-- start of RECORDS FOR THIS EXERCISE --
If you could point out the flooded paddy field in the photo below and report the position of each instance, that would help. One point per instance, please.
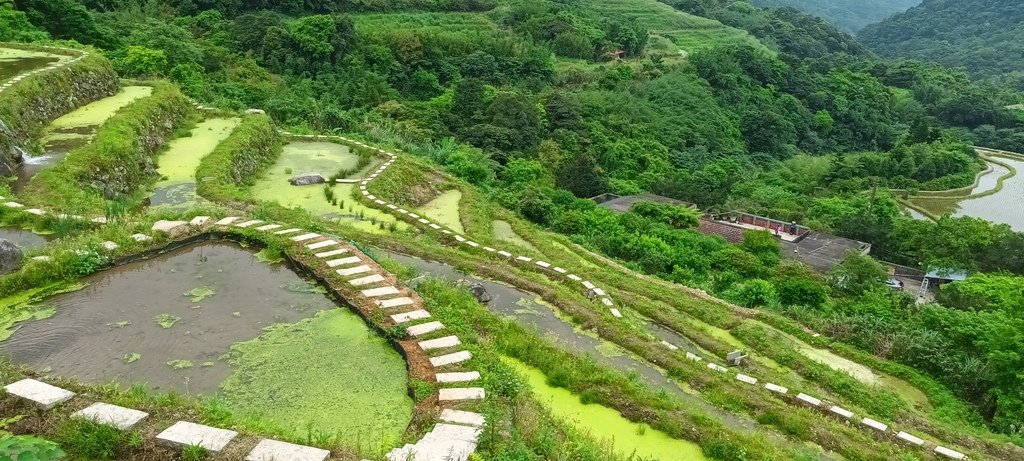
(177, 165)
(210, 320)
(14, 61)
(74, 130)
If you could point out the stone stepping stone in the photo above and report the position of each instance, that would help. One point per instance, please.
(406, 317)
(184, 433)
(353, 270)
(343, 261)
(464, 418)
(440, 343)
(461, 393)
(305, 237)
(328, 254)
(378, 292)
(458, 377)
(422, 329)
(395, 302)
(112, 415)
(912, 439)
(41, 393)
(227, 220)
(268, 450)
(324, 244)
(376, 278)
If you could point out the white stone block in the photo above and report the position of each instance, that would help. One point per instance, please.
(451, 359)
(458, 377)
(407, 317)
(440, 343)
(423, 329)
(328, 254)
(464, 418)
(375, 279)
(744, 378)
(809, 400)
(344, 261)
(268, 450)
(227, 220)
(909, 438)
(846, 414)
(305, 237)
(324, 244)
(112, 415)
(184, 433)
(395, 302)
(951, 454)
(461, 393)
(880, 426)
(41, 393)
(718, 368)
(378, 292)
(354, 270)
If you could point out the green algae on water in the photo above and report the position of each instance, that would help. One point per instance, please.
(627, 437)
(200, 293)
(329, 373)
(166, 321)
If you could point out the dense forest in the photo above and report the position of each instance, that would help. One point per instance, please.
(848, 15)
(983, 36)
(545, 103)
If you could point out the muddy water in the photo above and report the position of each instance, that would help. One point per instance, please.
(177, 165)
(25, 240)
(110, 330)
(14, 61)
(74, 130)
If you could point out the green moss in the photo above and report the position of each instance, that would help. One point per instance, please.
(325, 376)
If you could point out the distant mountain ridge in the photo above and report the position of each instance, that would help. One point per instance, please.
(984, 36)
(848, 15)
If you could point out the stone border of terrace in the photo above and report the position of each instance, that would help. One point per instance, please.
(17, 78)
(454, 238)
(358, 281)
(457, 239)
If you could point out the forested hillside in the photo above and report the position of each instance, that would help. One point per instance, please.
(541, 105)
(986, 37)
(848, 15)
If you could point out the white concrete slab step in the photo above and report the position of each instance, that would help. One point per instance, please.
(112, 415)
(464, 418)
(184, 433)
(40, 393)
(349, 271)
(344, 261)
(458, 376)
(375, 279)
(395, 302)
(407, 317)
(268, 450)
(378, 292)
(422, 329)
(440, 343)
(328, 254)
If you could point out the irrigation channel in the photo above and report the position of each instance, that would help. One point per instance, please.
(74, 130)
(601, 422)
(211, 320)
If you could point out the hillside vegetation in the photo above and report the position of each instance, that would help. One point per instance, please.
(983, 36)
(848, 15)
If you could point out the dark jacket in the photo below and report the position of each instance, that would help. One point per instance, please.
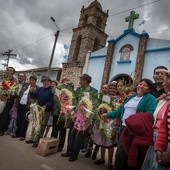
(44, 96)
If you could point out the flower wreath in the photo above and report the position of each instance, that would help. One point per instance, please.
(66, 101)
(83, 115)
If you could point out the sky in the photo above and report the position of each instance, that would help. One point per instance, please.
(26, 27)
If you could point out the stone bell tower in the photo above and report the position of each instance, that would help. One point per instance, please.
(88, 36)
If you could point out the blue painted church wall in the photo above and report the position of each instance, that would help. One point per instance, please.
(122, 67)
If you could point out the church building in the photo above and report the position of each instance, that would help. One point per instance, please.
(132, 54)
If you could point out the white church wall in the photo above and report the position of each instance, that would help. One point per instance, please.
(154, 59)
(95, 70)
(124, 67)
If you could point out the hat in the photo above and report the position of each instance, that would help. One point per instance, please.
(86, 77)
(45, 78)
(33, 77)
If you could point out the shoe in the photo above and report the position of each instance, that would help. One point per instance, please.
(88, 154)
(110, 167)
(29, 141)
(13, 135)
(94, 155)
(35, 145)
(99, 162)
(64, 155)
(71, 160)
(21, 138)
(59, 150)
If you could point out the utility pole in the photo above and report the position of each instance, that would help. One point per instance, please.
(53, 50)
(8, 54)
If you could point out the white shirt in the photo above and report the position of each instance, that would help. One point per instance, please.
(130, 108)
(24, 98)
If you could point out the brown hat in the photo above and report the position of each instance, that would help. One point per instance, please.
(33, 77)
(45, 78)
(86, 77)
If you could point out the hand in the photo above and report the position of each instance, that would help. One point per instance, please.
(104, 117)
(159, 157)
(33, 89)
(165, 157)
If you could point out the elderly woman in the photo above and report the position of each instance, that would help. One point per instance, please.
(141, 102)
(44, 96)
(163, 139)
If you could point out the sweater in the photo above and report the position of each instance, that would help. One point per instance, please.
(44, 96)
(148, 103)
(137, 136)
(163, 133)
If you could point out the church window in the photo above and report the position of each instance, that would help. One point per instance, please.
(99, 22)
(85, 19)
(125, 52)
(77, 48)
(96, 44)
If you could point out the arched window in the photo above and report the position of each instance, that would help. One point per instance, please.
(85, 20)
(125, 52)
(96, 44)
(99, 22)
(77, 48)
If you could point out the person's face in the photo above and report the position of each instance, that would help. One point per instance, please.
(159, 75)
(166, 84)
(142, 88)
(32, 82)
(53, 85)
(105, 89)
(120, 86)
(21, 77)
(46, 83)
(112, 90)
(83, 83)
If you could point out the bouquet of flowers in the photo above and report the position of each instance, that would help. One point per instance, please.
(7, 88)
(83, 115)
(66, 103)
(106, 128)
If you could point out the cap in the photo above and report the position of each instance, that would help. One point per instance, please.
(46, 78)
(33, 77)
(86, 77)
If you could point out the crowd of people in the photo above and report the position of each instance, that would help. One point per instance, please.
(133, 119)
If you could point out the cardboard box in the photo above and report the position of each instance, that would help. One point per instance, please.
(47, 146)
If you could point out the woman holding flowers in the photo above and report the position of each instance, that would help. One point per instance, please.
(143, 101)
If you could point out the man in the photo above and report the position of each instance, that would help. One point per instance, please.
(44, 96)
(158, 75)
(23, 106)
(75, 138)
(4, 116)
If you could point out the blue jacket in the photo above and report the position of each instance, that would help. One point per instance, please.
(147, 104)
(44, 96)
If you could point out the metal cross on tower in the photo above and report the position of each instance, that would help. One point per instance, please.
(131, 19)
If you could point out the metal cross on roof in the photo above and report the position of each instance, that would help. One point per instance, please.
(131, 19)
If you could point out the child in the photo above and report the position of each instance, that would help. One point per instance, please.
(49, 124)
(12, 127)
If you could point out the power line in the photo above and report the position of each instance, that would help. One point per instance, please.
(64, 29)
(134, 8)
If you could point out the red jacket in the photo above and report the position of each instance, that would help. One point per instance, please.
(137, 136)
(162, 138)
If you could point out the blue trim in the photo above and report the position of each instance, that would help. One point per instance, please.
(98, 56)
(158, 49)
(122, 62)
(128, 31)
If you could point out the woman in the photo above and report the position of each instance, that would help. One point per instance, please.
(44, 97)
(143, 101)
(150, 159)
(162, 142)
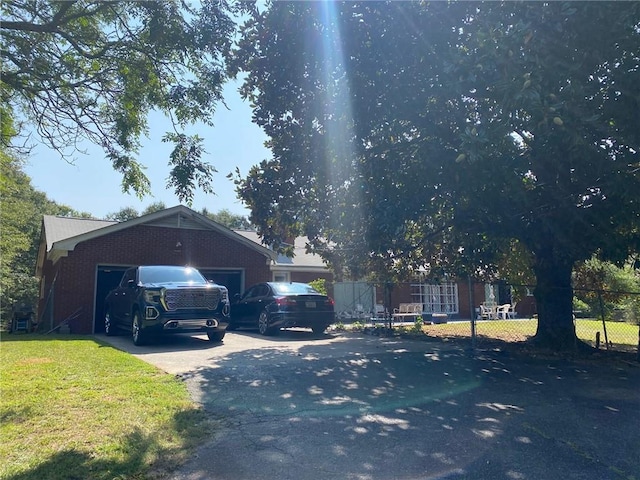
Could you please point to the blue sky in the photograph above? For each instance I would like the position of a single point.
(91, 185)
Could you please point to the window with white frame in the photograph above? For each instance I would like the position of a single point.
(436, 298)
(281, 277)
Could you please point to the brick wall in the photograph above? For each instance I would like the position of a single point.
(76, 281)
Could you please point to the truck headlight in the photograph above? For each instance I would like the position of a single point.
(153, 296)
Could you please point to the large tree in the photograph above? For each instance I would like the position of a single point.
(450, 135)
(78, 71)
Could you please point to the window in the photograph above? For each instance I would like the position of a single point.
(281, 277)
(440, 298)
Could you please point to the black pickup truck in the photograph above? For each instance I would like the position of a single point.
(155, 300)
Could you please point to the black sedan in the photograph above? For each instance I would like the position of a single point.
(271, 306)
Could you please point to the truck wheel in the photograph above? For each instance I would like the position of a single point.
(216, 336)
(263, 324)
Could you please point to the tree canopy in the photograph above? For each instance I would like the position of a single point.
(79, 71)
(448, 135)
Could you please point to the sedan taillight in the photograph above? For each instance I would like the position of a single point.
(285, 301)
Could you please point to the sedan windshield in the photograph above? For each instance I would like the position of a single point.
(293, 288)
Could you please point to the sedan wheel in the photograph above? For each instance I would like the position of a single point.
(136, 330)
(263, 324)
(318, 329)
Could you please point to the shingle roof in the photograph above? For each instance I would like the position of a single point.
(65, 229)
(301, 258)
(61, 228)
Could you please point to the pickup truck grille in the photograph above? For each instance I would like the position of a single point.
(202, 298)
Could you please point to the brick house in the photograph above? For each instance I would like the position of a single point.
(81, 260)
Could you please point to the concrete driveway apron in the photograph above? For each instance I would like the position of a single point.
(347, 406)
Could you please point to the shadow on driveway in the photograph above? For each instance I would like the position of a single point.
(360, 407)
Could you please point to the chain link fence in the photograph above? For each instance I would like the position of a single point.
(485, 313)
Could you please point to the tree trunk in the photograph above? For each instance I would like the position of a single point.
(554, 299)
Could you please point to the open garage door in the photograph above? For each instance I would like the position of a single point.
(108, 278)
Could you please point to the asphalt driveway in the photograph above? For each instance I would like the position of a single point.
(347, 406)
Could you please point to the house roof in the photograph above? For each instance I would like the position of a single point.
(301, 259)
(62, 228)
(62, 234)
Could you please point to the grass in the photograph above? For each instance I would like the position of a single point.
(73, 407)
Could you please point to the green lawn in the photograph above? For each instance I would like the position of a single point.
(75, 408)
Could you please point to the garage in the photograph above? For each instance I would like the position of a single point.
(81, 260)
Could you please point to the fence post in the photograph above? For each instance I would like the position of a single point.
(604, 323)
(472, 312)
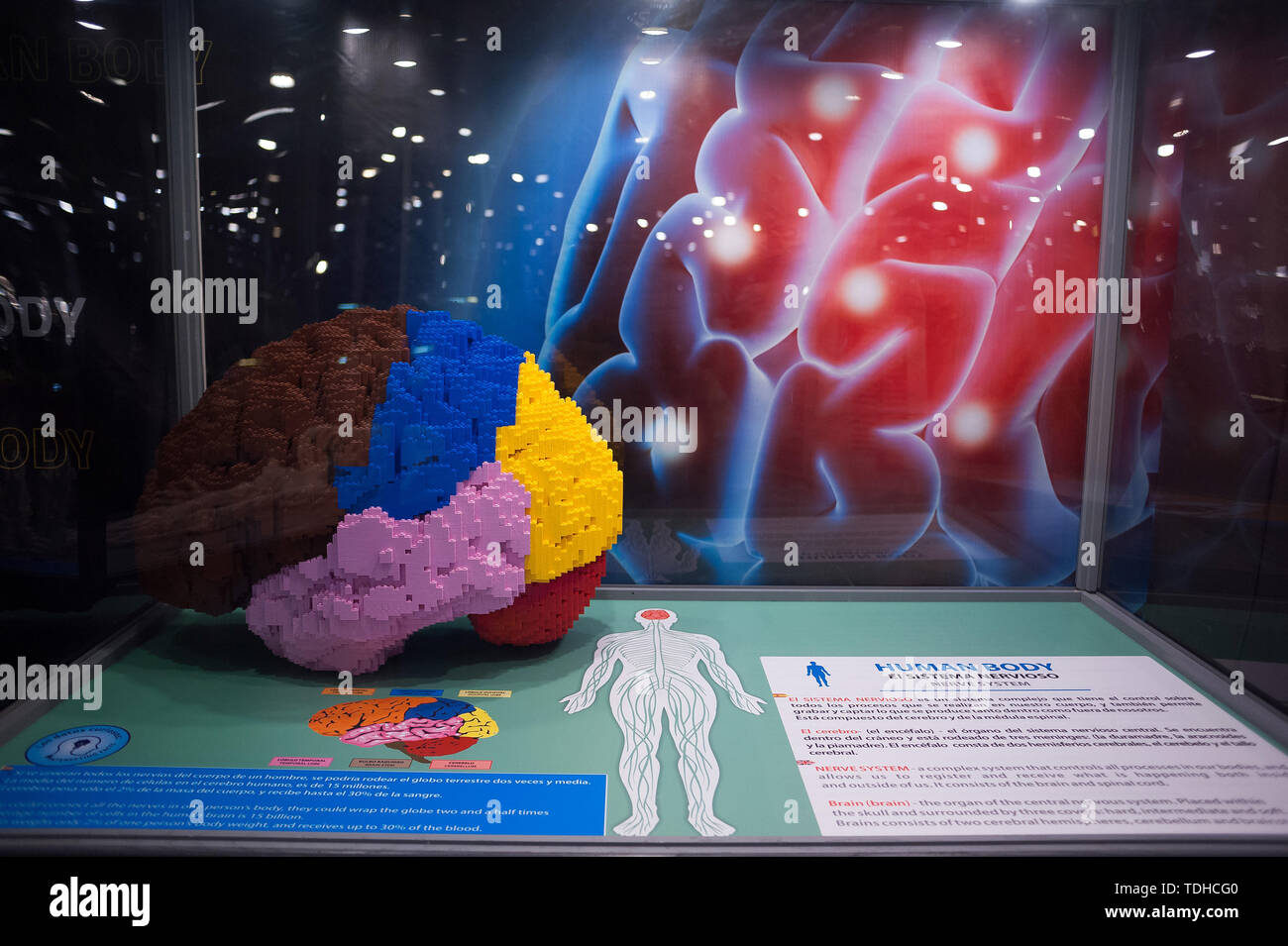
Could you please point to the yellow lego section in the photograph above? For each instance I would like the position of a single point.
(478, 725)
(576, 485)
-- end of RECORDS FOR THIS EXERCISE --
WHAT TO PRODUCE: Recast everything in the data from the line containing "Could you please point to the house" down to its final line as a Markdown table with the columns Row and Line. Omit blank lines and leave the pictures out.

ANSWER FOR THIS EXERCISE:
| Row | Line |
|---|---|
| 1 | Could you please point to the house roof in the photograph above? For each instance I would like the position of a single point. |
| 2 | (301, 259) |
| 3 | (62, 228) |
| 4 | (62, 234) |
| 5 | Could you please point to the grass in the photograph above? For each instance I would like the position of a single point. |
| 6 | (73, 407) |
| 7 | Could you please point to the green lawn in the photograph above? For each instance I would like the position of a single point. |
| 8 | (75, 408) |
| 9 | Could you please point to the garage in the photograph above? For each instance I would like the position of a single point. |
| 10 | (81, 260) |
| 11 | Could you please point to the fence post in the photograph above? For each instance I would like the position of a single point. |
| 12 | (604, 323) |
| 13 | (472, 312) |
| 14 | Could you please point to the yellow lego section in the photograph above? For each instance I would like the position of a single point. |
| 15 | (478, 725) |
| 16 | (576, 485) |